(Work instructions): The expected output is the line bearing "Query: woman's face" followed by all remaining lines of the records, each restated word for word.

++++++++++

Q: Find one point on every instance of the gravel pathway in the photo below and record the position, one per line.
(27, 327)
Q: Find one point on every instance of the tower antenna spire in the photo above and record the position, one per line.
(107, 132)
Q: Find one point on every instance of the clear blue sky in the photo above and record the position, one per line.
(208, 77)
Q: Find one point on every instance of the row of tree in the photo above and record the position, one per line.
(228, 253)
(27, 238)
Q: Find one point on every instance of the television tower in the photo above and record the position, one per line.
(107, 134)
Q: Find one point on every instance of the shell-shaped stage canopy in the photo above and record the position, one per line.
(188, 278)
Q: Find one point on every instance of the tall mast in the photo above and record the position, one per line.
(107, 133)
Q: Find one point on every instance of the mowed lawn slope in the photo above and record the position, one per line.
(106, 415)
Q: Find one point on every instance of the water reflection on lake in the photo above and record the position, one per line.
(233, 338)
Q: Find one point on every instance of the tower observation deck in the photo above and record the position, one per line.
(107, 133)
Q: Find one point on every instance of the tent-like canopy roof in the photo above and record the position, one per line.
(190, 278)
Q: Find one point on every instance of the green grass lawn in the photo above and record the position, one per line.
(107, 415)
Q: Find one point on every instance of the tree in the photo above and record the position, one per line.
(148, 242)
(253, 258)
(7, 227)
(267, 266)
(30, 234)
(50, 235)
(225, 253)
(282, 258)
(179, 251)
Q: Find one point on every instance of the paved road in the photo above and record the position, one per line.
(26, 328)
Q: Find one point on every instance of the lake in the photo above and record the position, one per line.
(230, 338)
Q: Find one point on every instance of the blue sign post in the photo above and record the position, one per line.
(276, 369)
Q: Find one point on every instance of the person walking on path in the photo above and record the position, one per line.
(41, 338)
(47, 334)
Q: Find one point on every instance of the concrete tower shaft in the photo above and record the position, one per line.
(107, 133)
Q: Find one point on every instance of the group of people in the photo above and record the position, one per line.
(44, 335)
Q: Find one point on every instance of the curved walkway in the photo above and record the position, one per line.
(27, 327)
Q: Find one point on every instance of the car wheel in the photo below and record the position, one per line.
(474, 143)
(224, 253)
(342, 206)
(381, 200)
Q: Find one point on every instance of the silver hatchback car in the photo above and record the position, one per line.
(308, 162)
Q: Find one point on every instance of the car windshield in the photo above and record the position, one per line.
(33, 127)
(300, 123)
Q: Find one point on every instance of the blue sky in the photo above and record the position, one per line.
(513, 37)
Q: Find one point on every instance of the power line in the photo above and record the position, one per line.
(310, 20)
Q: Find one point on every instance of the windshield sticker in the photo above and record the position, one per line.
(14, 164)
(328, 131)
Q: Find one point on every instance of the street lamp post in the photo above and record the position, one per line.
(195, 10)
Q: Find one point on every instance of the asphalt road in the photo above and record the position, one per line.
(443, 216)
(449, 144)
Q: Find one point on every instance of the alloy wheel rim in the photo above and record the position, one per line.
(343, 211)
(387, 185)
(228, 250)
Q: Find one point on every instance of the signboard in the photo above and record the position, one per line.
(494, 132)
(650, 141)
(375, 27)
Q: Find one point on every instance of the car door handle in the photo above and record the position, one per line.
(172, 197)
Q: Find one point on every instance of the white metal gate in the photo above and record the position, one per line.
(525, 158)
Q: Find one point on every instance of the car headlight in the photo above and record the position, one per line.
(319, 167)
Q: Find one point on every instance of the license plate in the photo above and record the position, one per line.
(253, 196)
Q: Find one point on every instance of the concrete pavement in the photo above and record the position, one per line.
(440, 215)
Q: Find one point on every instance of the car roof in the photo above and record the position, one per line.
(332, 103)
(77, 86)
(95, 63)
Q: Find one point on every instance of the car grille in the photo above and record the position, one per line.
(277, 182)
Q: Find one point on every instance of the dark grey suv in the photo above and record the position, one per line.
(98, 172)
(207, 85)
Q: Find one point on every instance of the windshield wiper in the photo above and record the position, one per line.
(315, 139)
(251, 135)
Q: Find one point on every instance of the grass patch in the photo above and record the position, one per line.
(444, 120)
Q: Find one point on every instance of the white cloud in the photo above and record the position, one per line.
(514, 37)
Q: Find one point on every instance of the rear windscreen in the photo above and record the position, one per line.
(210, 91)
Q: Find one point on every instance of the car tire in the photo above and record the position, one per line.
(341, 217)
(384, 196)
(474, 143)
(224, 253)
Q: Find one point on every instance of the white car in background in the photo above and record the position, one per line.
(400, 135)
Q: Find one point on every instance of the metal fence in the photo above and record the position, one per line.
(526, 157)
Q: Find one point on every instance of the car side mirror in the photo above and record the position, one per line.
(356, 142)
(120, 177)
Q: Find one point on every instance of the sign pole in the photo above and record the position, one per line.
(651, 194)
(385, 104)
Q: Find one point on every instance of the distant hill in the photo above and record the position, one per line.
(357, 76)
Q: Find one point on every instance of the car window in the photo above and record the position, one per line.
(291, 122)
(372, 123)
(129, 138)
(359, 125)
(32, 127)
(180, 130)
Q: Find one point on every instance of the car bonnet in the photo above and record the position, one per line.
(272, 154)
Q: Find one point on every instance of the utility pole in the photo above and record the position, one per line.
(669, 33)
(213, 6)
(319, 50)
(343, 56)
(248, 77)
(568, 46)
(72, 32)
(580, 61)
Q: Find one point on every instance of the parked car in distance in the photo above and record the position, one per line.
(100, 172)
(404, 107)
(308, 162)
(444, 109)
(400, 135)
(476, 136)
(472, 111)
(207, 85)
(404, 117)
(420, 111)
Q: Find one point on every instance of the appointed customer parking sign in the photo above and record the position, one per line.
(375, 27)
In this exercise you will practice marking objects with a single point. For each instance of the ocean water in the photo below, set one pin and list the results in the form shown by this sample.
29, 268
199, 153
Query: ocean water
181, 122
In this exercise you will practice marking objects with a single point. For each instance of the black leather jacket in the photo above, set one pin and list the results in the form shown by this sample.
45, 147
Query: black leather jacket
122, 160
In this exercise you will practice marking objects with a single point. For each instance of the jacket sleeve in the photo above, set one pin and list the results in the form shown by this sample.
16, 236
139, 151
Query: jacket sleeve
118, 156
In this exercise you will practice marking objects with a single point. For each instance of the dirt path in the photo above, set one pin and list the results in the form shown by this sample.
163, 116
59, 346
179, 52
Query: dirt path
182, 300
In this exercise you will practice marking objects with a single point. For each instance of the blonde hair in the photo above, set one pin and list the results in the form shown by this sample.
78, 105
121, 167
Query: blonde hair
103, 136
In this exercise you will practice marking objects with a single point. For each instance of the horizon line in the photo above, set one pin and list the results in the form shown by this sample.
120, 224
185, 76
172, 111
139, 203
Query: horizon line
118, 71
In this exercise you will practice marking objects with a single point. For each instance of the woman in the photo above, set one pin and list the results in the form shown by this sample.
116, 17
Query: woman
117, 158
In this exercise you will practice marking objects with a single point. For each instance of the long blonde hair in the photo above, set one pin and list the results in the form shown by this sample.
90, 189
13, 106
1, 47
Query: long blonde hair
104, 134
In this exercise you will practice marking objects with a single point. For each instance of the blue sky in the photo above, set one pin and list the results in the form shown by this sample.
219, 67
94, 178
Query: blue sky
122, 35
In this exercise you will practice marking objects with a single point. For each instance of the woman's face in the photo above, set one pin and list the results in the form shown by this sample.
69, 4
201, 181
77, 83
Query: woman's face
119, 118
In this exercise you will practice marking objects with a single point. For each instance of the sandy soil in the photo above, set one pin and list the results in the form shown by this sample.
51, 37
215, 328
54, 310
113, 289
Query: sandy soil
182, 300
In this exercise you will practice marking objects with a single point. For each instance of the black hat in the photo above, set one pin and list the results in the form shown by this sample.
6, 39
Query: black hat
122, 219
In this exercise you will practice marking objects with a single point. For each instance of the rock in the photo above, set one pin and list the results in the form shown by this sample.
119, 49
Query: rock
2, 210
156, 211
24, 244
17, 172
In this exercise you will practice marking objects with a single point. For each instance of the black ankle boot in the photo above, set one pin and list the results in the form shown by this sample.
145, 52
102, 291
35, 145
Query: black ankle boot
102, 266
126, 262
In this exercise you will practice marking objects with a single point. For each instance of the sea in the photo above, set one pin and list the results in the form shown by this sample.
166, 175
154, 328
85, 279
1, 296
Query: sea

++++++++++

(Exercise output):
Query: woman's face
119, 118
In this exercise you will practice marking objects with a single point. For each instance of the sandy soil in the photo above, set one pin and list the results in the form shown by this sample.
51, 37
215, 328
54, 310
113, 289
Query: sandy soil
182, 300
In this exercise you will practice marking objects with a single point. For each instance of the black hat in the photo above, set one pin and list the results in the form shown by this sample.
6, 39
Query: black hat
122, 219
In this exercise you will practice marking objects with a single point. For each instance of the rock in the photo above, set one pin and list the results in the form shown by this sample.
119, 49
Query: rock
2, 210
156, 211
24, 244
17, 172
In this exercise you will practice marking objects with a single point. For each instance of the black ankle boot in the photo above, set one pin and list the results in the form shown by this sample.
145, 52
102, 291
35, 145
Query: black ankle boot
102, 266
126, 262
In this exercise you will practice marking objects with a single point. For each instance of the sea in the photo above, set one pin and list the results in the form shown by this sample.
166, 175
154, 328
85, 279
1, 296
Query: sea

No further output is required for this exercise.